◆ DESCRIPTION OF THE TASK:
Render every line of the rows below as a JSON list of strings, one string per line, with blank lines skipped. Leave the pictures out.

## start DATA SHOWN

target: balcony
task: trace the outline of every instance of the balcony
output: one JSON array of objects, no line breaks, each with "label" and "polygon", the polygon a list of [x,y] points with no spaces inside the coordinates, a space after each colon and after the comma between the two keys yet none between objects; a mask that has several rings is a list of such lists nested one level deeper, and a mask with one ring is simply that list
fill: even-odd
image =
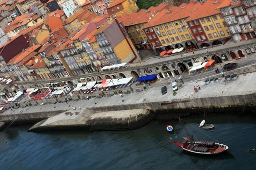
[{"label": "balcony", "polygon": [[231,20],[230,21],[227,22],[227,25],[230,26],[232,25],[236,25],[237,24],[237,21]]},{"label": "balcony", "polygon": [[233,14],[233,12],[232,11],[228,11],[226,12],[221,13],[220,14],[220,16],[221,17],[224,17],[225,16],[229,16],[230,15]]},{"label": "balcony", "polygon": [[230,32],[232,34],[239,34],[242,32],[242,30],[237,30],[237,29],[235,29],[234,30],[230,30]]},{"label": "balcony", "polygon": [[106,43],[106,44],[104,44],[99,45],[99,47],[106,47],[106,46],[109,46],[109,43]]},{"label": "balcony", "polygon": [[248,3],[247,5],[245,5],[245,8],[251,7],[252,6],[254,6],[256,5],[256,1],[254,1],[253,3]]},{"label": "balcony", "polygon": [[238,10],[238,13],[236,13],[236,12],[234,12],[234,14],[236,17],[242,16],[243,15],[245,15],[247,13],[246,12],[246,11],[242,11],[242,10]]},{"label": "balcony", "polygon": [[242,30],[242,33],[248,33],[250,32],[252,32],[255,31],[254,28],[248,28],[246,30]]},{"label": "balcony", "polygon": [[251,22],[251,20],[250,20],[250,19],[248,19],[248,20],[243,19],[241,21],[238,21],[238,24],[239,25],[244,24],[246,24],[247,23]]}]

## end DATA SHOWN

◆ RESULT FOR THIS EXERCISE:
[
  "target: balcony",
  "task: trace the outline of every instance of the balcony",
  "output: one JSON array of objects, no line breaks, each with \"label\" and \"polygon\", the polygon a list of [x,y] points with no spaces inside the coordinates, a space after each colon and after the comma between the two keys yet none between objects; a mask that has several rings is a list of such lists nested one level deeper, and a mask with one ring is simply that list",
  "fill: even-odd",
  "image =",
  "[{\"label\": \"balcony\", \"polygon\": [[231,20],[230,21],[227,22],[227,25],[230,26],[232,25],[236,25],[237,24],[237,21]]},{\"label\": \"balcony\", \"polygon\": [[233,14],[233,12],[232,11],[228,11],[226,12],[221,13],[220,14],[220,16],[221,17],[224,17],[225,16],[229,16],[230,15]]},{\"label\": \"balcony\", \"polygon\": [[230,32],[232,34],[239,34],[242,32],[242,30],[237,30],[237,29],[235,29],[234,30],[230,30]]},{\"label\": \"balcony\", \"polygon\": [[106,43],[106,44],[104,44],[99,45],[99,47],[106,47],[106,46],[109,46],[109,43]]},{\"label\": \"balcony\", \"polygon\": [[248,3],[247,5],[245,5],[245,8],[251,7],[252,6],[254,6],[256,5],[256,1],[254,1],[253,3]]},{\"label\": \"balcony\", \"polygon\": [[238,10],[238,13],[236,13],[236,12],[234,12],[234,14],[236,17],[242,16],[243,15],[245,15],[247,13],[246,12],[246,11],[242,11],[242,10]]},{\"label\": \"balcony\", \"polygon\": [[242,30],[242,33],[248,33],[250,32],[252,32],[255,31],[254,28],[248,28],[246,30]]},{\"label\": \"balcony\", \"polygon\": [[251,22],[251,20],[250,20],[250,19],[248,19],[248,20],[243,19],[241,21],[238,21],[238,24],[239,25],[244,24],[246,24],[247,23]]}]"
]